## Exercise requirements
Swap "tag" for "mark" throughout the data below, leaving all other wording unchanged. Leave the pictures out of your answer.
[START OF Given records]
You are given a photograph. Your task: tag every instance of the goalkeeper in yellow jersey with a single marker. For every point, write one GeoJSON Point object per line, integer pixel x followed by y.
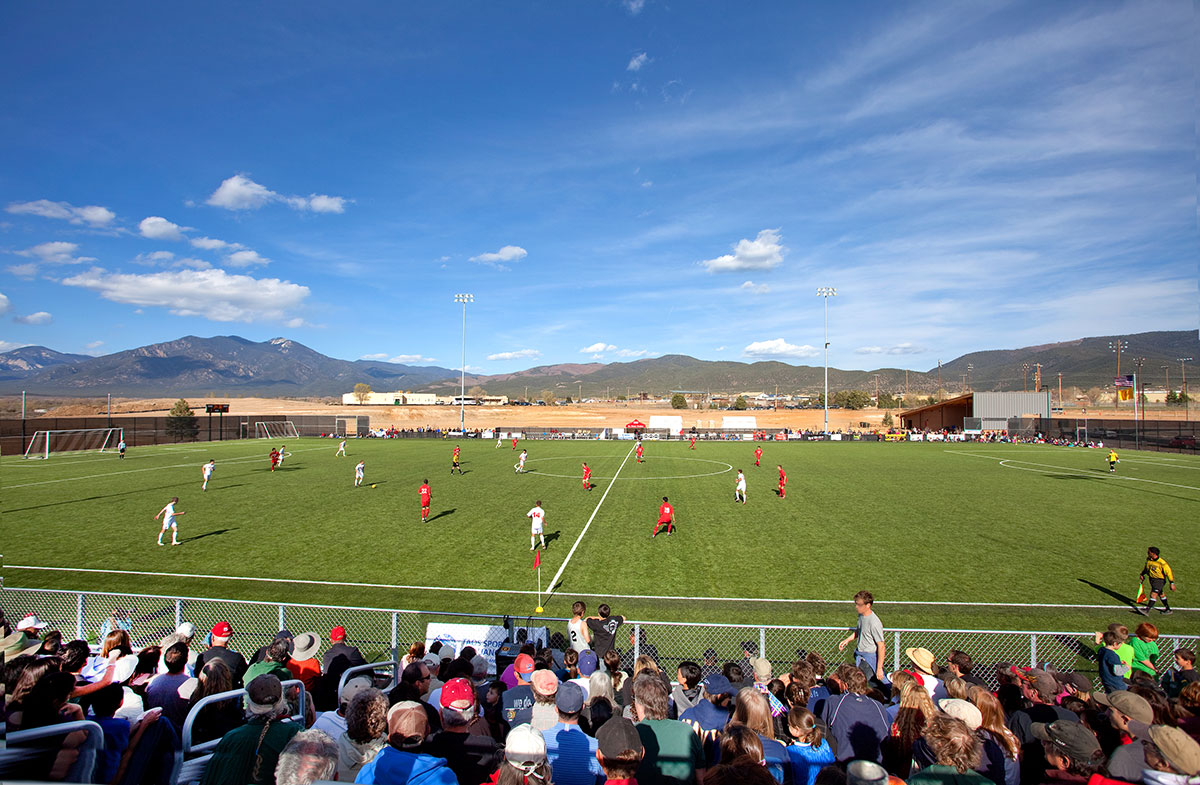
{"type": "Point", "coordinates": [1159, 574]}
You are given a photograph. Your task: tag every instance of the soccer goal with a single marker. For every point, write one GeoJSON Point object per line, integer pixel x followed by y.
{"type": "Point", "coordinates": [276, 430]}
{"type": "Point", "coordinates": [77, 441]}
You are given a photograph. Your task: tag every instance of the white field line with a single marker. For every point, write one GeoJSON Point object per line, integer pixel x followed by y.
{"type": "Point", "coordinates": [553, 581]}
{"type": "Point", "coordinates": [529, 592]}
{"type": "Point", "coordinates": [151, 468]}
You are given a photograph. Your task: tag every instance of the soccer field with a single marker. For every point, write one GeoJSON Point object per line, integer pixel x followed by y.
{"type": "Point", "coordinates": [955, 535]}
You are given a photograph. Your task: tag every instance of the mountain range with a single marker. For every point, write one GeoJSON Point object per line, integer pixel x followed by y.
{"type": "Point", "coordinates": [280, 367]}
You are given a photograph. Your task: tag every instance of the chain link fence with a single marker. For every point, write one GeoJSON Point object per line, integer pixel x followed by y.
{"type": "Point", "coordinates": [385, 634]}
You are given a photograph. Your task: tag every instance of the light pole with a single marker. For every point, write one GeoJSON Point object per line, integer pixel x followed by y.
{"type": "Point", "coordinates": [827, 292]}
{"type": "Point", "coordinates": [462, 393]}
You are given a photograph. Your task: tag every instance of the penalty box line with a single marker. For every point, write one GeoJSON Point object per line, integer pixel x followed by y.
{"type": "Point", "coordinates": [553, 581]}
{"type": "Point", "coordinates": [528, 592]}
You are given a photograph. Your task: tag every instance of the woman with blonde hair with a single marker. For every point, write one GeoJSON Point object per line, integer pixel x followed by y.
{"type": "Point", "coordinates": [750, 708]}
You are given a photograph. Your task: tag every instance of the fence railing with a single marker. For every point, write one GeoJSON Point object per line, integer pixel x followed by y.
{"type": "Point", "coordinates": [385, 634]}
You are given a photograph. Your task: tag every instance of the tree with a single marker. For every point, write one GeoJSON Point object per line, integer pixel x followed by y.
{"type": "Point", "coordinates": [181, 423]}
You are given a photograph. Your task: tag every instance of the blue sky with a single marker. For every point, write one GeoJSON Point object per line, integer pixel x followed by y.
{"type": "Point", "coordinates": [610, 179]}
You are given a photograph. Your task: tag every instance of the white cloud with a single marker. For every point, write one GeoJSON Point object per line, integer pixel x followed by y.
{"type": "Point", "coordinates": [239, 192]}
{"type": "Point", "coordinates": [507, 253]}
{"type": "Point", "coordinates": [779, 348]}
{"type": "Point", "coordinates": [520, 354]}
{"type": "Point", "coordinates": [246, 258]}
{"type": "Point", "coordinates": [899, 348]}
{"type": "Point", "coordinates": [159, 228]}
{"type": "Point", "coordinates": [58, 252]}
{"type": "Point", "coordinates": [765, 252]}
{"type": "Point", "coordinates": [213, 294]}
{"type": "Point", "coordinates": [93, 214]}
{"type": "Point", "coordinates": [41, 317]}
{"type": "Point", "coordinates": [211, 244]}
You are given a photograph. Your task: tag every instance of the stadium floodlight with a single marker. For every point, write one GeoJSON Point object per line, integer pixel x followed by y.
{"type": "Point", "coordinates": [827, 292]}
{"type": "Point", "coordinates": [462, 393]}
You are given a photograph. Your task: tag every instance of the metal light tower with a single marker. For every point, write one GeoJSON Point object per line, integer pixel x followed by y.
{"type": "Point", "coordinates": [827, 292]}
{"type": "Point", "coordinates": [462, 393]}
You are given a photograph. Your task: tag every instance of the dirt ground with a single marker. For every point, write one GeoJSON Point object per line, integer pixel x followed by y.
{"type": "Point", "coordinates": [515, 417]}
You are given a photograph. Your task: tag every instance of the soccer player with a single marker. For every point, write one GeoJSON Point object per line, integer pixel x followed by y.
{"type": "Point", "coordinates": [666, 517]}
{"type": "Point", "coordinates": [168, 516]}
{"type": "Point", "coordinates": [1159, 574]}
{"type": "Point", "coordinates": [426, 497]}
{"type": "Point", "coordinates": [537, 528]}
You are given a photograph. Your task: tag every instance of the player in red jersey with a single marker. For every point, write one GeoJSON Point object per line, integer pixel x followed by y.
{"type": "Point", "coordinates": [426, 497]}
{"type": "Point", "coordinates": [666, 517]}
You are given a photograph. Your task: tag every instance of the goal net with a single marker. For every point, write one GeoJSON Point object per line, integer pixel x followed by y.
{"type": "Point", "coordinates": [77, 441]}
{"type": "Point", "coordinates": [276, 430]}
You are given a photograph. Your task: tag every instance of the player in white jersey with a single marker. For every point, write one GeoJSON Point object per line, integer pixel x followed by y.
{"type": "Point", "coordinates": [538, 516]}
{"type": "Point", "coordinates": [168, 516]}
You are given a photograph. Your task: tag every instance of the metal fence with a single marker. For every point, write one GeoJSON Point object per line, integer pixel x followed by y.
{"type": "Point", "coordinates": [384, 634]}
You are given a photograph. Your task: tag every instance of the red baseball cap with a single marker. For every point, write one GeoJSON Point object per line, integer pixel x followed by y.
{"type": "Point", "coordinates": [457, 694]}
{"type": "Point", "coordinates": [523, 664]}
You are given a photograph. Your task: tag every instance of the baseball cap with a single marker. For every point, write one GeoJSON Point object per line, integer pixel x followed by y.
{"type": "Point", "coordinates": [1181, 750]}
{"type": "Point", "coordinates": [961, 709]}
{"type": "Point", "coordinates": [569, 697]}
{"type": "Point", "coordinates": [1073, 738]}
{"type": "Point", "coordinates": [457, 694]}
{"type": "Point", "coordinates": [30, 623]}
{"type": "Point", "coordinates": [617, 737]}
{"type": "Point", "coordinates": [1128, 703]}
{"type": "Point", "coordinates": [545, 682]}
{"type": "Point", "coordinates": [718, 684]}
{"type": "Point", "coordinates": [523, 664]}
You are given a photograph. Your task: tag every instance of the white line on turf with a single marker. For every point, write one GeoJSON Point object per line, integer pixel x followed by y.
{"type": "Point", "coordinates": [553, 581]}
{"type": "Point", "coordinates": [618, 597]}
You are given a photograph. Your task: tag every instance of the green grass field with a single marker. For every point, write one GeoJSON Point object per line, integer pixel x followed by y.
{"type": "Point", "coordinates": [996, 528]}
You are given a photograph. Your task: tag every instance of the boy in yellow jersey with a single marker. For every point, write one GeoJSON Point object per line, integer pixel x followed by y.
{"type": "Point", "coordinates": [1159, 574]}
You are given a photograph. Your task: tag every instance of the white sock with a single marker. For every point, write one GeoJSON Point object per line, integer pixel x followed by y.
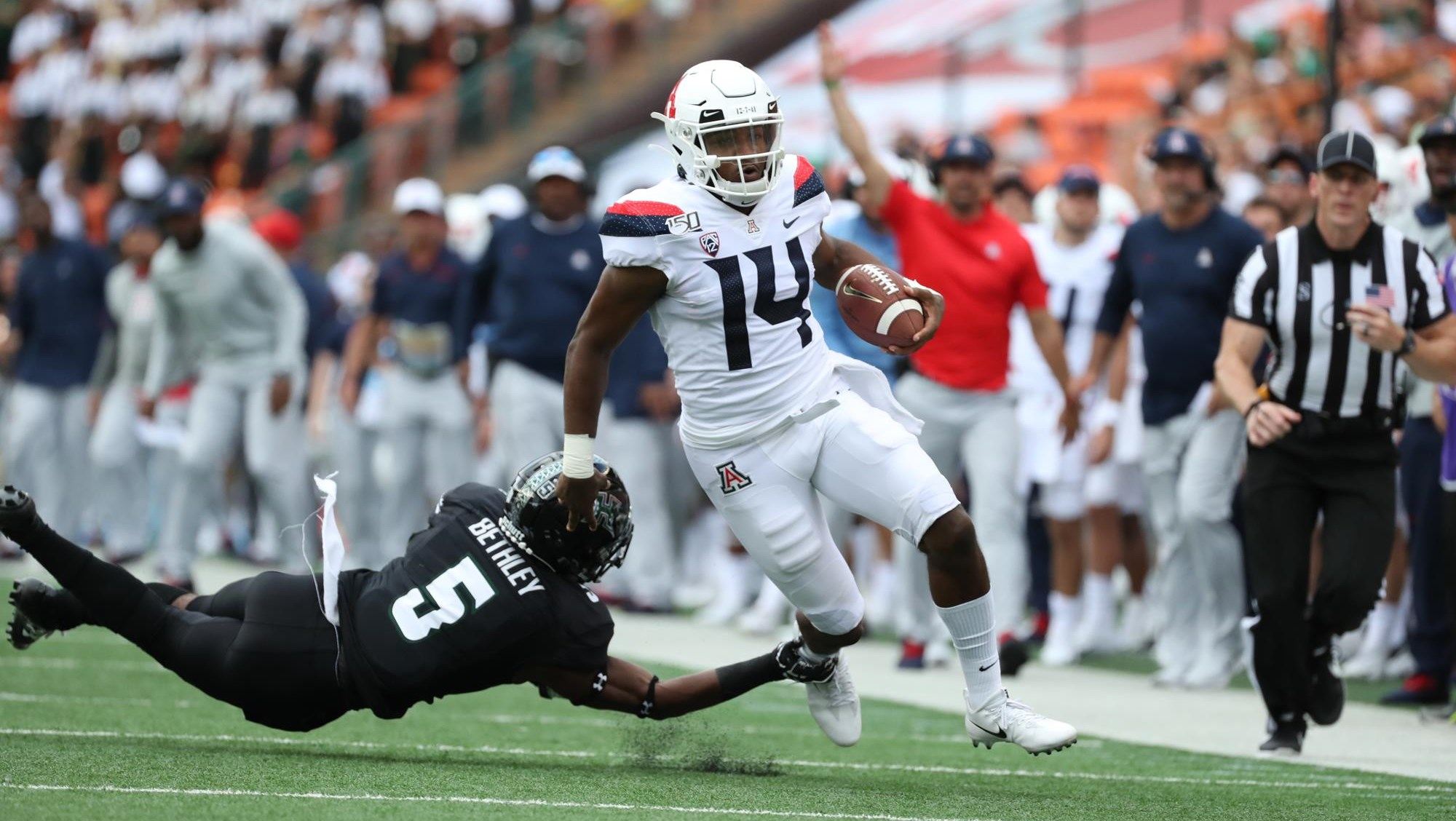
[END OF Given records]
## Response
You are given a photograph. Your task: mark every instance of the goalkeeper in yellow jersey with a single marker. For every point, write one GeoJSON Point object per line, integer pixel x followed by y.
{"type": "Point", "coordinates": [1159, 574]}
You are given a photograph. Your task: mark every instance of the soccer goal with a single marker. For every point, write one GeoJSON Point object per line, integer pixel x followed by y.
{"type": "Point", "coordinates": [276, 430]}
{"type": "Point", "coordinates": [77, 441]}
You are given a photograph. Your task: mark every instance of the white field line with a single marker. For every point, write one GeoJSON Point object per line, integer pixel x followed by y.
{"type": "Point", "coordinates": [553, 581]}
{"type": "Point", "coordinates": [529, 592]}
{"type": "Point", "coordinates": [151, 468]}
You are given a photograph. Your task: mark every instance of the soccer field with a single marker. For every point, write one GeoJSON Point object per line, integer pixel x followed by y.
{"type": "Point", "coordinates": [955, 535]}
You are given a photograph. Your task: mark every instance of the mountain range with a single marker. For every point, write one GeoJSON Point object per line, integer pixel x followed by y.
{"type": "Point", "coordinates": [280, 367]}
You are given a photograph. Your task: mark every instance of the chain link fence with a single marker. For every point, write one GeoJSON Point object per line, integer pixel x followed by y.
{"type": "Point", "coordinates": [385, 634]}
You are given a photograph. Your task: mark every instance of the light pole with a single marker. For every point, write one GeoJSON Point object per line, integer pixel x followed by y.
{"type": "Point", "coordinates": [827, 292]}
{"type": "Point", "coordinates": [462, 393]}
You are given a photograph. Your task: mark every instance of the penalty box line with a single marker. For every point, write one GeoJSON Point object per line, integer pixel x followed by y.
{"type": "Point", "coordinates": [553, 581]}
{"type": "Point", "coordinates": [528, 592]}
You are given a photograph. Your task: mark every instance of the woman with blonde hair with a single marker. For every point, write one GeoJSON Point object per line, integer pixel x followed by y.
{"type": "Point", "coordinates": [750, 708]}
You are given a photograph. Your task: mark every instance of the fence railing with a single marker. For every point, write one GeoJSON Point object per line, integer pixel x followed by y.
{"type": "Point", "coordinates": [385, 634]}
You are given a photograph. Your task: mark every instance of the tree with a single marker. For every point, write one GeoJSON Point object per line, integer pixel x followed by y.
{"type": "Point", "coordinates": [181, 423]}
You are given a photograph. Your task: mark every instance of the blue sky with a single marker. For every point, write one GeoJSON Point object per line, integer pixel x followed by y.
{"type": "Point", "coordinates": [610, 179]}
You are given a photograph. Your task: mark every instance of the white cloud with a single marker. For every point, write one GeoJSON Point object per line, integer pixel x followed by y.
{"type": "Point", "coordinates": [239, 192]}
{"type": "Point", "coordinates": [507, 253]}
{"type": "Point", "coordinates": [779, 348]}
{"type": "Point", "coordinates": [520, 354]}
{"type": "Point", "coordinates": [246, 258]}
{"type": "Point", "coordinates": [899, 348]}
{"type": "Point", "coordinates": [159, 228]}
{"type": "Point", "coordinates": [58, 252]}
{"type": "Point", "coordinates": [765, 252]}
{"type": "Point", "coordinates": [213, 294]}
{"type": "Point", "coordinates": [93, 214]}
{"type": "Point", "coordinates": [41, 317]}
{"type": "Point", "coordinates": [211, 244]}
You are given a photograph. Your task: mark every instance of the stadium floodlight with a single marker. For every point, write one GeoJSON Point object per line, integer pixel x followed by y.
{"type": "Point", "coordinates": [827, 292]}
{"type": "Point", "coordinates": [462, 393]}
You are given a photograph. Your task: mark every instance of the metal light tower with a single marker. For every point, write one GeoJSON Point object per line, integer pixel x followed by y.
{"type": "Point", "coordinates": [827, 292]}
{"type": "Point", "coordinates": [462, 393]}
You are given a photograph. Your task: mark every instance of the dirt ground with a single marker. For every point, write one GeoJSON Point object per line, integer pixel x followed by y.
{"type": "Point", "coordinates": [515, 417]}
You are given a photograph. Your task: mark every instance of the soccer player with a single marker. For every point, write one GeoJSON Point object per line, integer pixel x followed by y.
{"type": "Point", "coordinates": [666, 517]}
{"type": "Point", "coordinates": [168, 516]}
{"type": "Point", "coordinates": [1159, 574]}
{"type": "Point", "coordinates": [426, 497]}
{"type": "Point", "coordinates": [537, 528]}
You are given a photograph. Your task: mark every instance of the player in red jersey with a single marker. For every point, write one GeoJSON Point object per line, integer pixel x followed by y.
{"type": "Point", "coordinates": [426, 497]}
{"type": "Point", "coordinates": [666, 517]}
You are given a photograph. Your task: mark every instance of the goal net with a single marker. For every point, write one GeoJSON Point object per line, integer pixel x followed by y.
{"type": "Point", "coordinates": [77, 441]}
{"type": "Point", "coordinates": [276, 430]}
You are given a photograph. Your task: mark every instance of the player in white jersey with a single marker. For every point, write one GeoJSON Point object per line, integer pixel x followed by y.
{"type": "Point", "coordinates": [538, 516]}
{"type": "Point", "coordinates": [168, 516]}
You are given a photograph. Your task: mark every instance of the metal fence with a single marker. For every point, write one GeoJSON Point object per line, integer pixel x followed by y.
{"type": "Point", "coordinates": [384, 634]}
You are given a photograph. Your task: mark every instance of the red baseball cap with a single marker. For every point, write one GeoJSON Point object per line, integer pixel x followed by y.
{"type": "Point", "coordinates": [457, 694]}
{"type": "Point", "coordinates": [523, 664]}
You are given a photograph. Your task: mark every instance of the baseball cap with a single marker. For every point, write one GeoJSON Point object per line, integer pixel x followed by y.
{"type": "Point", "coordinates": [1181, 750]}
{"type": "Point", "coordinates": [961, 709]}
{"type": "Point", "coordinates": [569, 697]}
{"type": "Point", "coordinates": [1073, 738]}
{"type": "Point", "coordinates": [457, 694]}
{"type": "Point", "coordinates": [30, 623]}
{"type": "Point", "coordinates": [617, 737]}
{"type": "Point", "coordinates": [1128, 703]}
{"type": "Point", "coordinates": [545, 682]}
{"type": "Point", "coordinates": [718, 684]}
{"type": "Point", "coordinates": [523, 664]}
You are given a photograph. Your task: mark every instance of the white line on turf with a single marker. For every point, write one GeoJSON Point object per line, integer pixel x followed by y.
{"type": "Point", "coordinates": [553, 581]}
{"type": "Point", "coordinates": [618, 597]}
You are given a photograph. Your task: mark every instance of the green grass field with a single marker. For every point, write one GeoJSON Point object per line, integer pixel x followed by y.
{"type": "Point", "coordinates": [996, 528]}
You are given a photograph. Your task: mark every instance of the boy in yellow jersey with a single marker. For every point, write one GeoJSON Point object per line, integer pixel x followed by y.
{"type": "Point", "coordinates": [1159, 574]}
You are given a photograph. Your task: mark every instance of the white sock with a single marker. For every point, write one GeoJSON Point object per line, integer pixel x followed by y.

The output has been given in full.